* BEGIN DATASET CONTENT *

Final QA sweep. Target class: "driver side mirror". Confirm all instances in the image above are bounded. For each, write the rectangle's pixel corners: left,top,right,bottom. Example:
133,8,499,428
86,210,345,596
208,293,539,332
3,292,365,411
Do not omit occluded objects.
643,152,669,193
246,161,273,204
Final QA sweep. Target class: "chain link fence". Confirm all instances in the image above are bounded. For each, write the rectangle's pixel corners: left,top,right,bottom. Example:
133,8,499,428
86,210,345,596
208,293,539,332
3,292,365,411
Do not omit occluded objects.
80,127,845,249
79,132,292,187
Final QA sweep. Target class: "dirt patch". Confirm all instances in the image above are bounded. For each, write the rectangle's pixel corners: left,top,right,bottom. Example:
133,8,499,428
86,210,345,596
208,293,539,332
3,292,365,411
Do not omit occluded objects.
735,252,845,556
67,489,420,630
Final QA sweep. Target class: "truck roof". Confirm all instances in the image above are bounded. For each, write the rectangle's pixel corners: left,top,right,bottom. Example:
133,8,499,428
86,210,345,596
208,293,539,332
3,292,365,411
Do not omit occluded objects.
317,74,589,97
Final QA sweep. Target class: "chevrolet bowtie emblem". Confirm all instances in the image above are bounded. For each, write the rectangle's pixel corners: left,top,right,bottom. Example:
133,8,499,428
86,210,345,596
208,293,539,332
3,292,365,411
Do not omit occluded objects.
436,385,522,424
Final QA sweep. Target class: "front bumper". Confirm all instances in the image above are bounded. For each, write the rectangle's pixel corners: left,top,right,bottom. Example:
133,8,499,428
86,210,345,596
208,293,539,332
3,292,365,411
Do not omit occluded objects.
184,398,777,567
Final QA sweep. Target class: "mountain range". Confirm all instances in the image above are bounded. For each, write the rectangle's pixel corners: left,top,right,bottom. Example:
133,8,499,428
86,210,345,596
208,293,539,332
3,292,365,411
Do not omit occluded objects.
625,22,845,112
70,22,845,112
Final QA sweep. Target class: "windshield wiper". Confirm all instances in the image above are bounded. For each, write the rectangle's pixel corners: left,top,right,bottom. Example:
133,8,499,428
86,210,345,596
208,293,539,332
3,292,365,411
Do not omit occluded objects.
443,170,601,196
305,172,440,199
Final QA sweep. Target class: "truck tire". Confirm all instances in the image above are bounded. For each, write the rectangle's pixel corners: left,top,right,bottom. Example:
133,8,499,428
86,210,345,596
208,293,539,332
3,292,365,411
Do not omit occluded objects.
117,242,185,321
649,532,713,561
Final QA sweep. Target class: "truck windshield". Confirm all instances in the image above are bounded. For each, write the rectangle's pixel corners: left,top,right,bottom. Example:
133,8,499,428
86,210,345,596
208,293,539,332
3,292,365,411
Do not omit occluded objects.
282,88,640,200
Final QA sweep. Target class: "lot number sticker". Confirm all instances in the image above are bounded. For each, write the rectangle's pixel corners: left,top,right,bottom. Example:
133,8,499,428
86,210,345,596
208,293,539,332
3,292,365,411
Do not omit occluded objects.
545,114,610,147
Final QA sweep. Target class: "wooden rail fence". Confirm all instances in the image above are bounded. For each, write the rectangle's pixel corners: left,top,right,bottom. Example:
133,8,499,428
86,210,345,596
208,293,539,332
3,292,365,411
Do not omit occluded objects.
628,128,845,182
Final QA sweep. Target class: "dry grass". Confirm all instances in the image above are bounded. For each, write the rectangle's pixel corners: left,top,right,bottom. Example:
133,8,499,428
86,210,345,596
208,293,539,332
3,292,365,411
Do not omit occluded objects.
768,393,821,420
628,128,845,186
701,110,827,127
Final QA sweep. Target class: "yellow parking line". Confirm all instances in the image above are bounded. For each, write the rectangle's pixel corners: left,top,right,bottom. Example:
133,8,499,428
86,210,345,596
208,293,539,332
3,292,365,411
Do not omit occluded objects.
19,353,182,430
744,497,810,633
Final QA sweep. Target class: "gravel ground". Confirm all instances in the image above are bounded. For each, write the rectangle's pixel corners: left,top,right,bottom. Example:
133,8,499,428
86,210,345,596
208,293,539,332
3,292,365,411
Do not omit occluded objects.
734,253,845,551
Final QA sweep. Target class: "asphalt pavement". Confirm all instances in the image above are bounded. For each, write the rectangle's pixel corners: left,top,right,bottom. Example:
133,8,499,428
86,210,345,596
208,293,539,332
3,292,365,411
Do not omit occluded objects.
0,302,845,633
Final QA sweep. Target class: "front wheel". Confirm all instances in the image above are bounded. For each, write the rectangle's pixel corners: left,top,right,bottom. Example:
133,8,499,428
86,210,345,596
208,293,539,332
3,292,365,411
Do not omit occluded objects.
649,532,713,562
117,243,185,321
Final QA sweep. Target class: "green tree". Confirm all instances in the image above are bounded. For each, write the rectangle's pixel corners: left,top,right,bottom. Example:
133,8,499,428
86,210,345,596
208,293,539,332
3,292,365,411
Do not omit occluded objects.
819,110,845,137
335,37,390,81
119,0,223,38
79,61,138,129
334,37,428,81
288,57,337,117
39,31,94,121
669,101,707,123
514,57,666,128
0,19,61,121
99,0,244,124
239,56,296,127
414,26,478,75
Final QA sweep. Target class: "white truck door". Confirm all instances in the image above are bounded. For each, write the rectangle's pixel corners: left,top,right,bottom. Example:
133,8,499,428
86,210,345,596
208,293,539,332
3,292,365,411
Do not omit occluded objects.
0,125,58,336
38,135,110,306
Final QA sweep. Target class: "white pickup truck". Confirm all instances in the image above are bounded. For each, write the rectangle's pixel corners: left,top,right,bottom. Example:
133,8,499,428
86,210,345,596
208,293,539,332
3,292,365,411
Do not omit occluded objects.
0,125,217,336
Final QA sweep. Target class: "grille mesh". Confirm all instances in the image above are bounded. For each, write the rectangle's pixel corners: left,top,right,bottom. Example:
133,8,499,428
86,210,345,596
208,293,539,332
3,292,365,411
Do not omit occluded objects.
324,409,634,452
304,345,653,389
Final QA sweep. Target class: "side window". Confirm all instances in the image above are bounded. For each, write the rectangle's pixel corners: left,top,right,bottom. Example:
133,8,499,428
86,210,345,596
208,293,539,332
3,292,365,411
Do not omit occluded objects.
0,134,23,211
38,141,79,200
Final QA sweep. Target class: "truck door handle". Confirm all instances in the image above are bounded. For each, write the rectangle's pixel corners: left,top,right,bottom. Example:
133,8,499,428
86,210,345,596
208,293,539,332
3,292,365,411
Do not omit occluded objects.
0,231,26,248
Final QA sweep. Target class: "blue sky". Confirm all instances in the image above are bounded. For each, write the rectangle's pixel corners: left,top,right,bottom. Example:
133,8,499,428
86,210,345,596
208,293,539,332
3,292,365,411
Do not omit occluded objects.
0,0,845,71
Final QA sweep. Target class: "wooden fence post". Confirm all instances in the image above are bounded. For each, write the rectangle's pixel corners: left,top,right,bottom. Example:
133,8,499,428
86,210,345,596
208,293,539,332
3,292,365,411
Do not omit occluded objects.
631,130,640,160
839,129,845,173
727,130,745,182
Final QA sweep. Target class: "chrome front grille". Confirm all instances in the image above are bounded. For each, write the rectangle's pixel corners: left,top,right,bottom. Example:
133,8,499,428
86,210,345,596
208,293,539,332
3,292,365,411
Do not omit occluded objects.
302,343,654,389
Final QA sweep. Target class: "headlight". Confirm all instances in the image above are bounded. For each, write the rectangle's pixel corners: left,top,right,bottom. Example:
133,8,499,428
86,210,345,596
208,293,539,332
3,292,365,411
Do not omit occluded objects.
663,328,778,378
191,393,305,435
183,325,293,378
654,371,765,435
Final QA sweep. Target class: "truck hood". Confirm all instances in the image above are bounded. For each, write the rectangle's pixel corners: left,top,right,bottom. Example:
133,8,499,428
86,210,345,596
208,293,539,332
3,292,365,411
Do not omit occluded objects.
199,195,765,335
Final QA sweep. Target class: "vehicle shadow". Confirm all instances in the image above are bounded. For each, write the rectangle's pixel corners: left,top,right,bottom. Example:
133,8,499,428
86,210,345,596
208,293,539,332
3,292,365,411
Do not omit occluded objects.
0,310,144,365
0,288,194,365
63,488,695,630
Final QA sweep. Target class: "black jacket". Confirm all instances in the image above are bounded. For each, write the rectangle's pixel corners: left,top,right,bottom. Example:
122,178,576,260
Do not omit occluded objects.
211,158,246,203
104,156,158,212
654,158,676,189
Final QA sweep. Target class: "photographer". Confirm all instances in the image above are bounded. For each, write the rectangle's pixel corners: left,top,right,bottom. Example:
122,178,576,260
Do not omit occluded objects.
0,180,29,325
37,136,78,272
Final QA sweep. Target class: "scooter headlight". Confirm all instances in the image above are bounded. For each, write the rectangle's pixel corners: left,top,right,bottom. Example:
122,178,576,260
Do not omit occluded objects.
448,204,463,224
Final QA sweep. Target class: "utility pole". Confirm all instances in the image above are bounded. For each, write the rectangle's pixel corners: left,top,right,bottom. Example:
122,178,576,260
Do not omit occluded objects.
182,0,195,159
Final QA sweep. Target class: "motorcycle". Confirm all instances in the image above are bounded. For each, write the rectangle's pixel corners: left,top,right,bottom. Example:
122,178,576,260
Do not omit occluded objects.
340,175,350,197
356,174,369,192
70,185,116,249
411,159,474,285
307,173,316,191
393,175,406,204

* END DATASET CONTENT *

> [YOUR INSTRUCTIONS]
Revise everything from the start of the records down to the line containing "643,152,669,193" by replacing "occluded" with "partially hidden", leaving all else unchanged.

> [EXERCISE ANSWER]
Final QA sweep. Target class: "driver side mirror". Confirm all instances in the image above are bounded. For each, write the rectangle's pixel corners: left,top,right,bottom. Example:
133,8,499,428
86,210,345,596
208,293,539,332
3,292,365,411
Do not omit partially hidden objects.
643,152,669,193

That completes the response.